Provided records:
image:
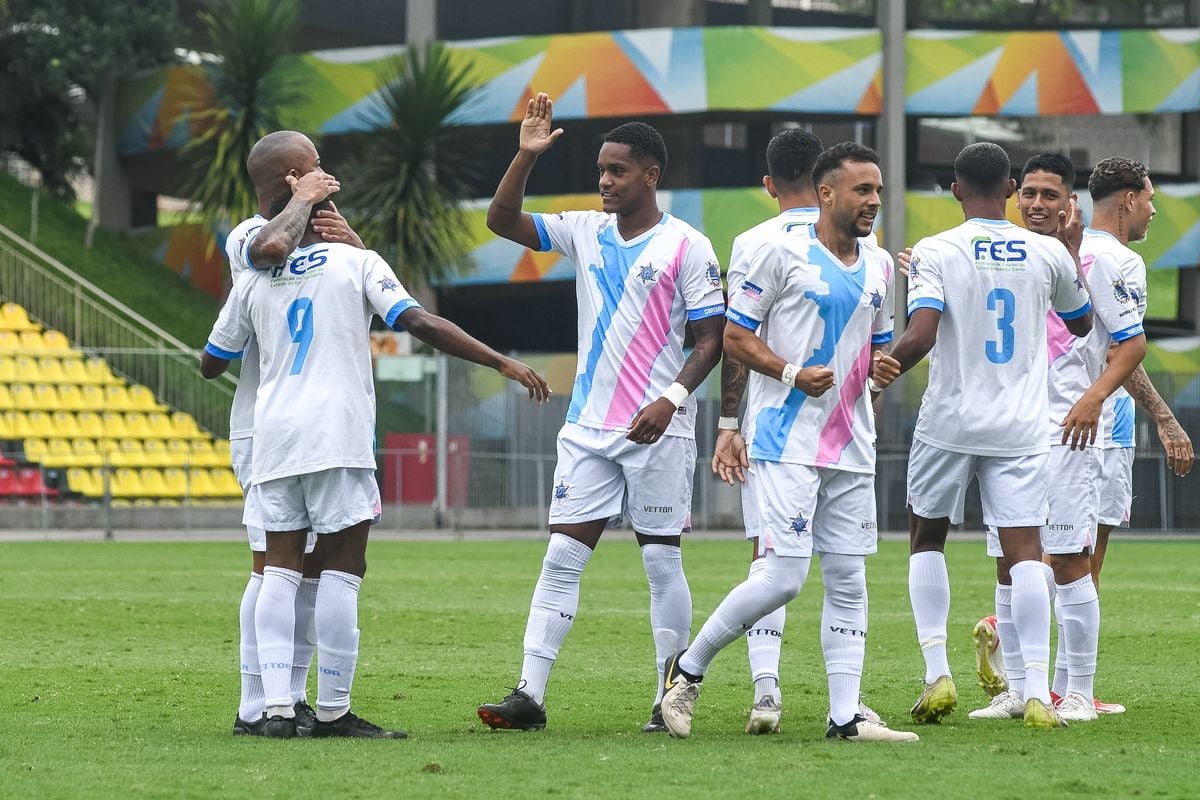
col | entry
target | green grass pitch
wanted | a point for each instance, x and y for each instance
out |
(118, 678)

Task directions: Please set these lines out as a JSON list of strings, one string per line, with blank lines skipped. Leave the pictures out of the answer.

Answer in full:
[
  "image:",
  "col | entry",
  "target | green grass pitch",
  "wanted | a point for each instance, x and y for each instance",
  "out |",
  "(118, 678)"
]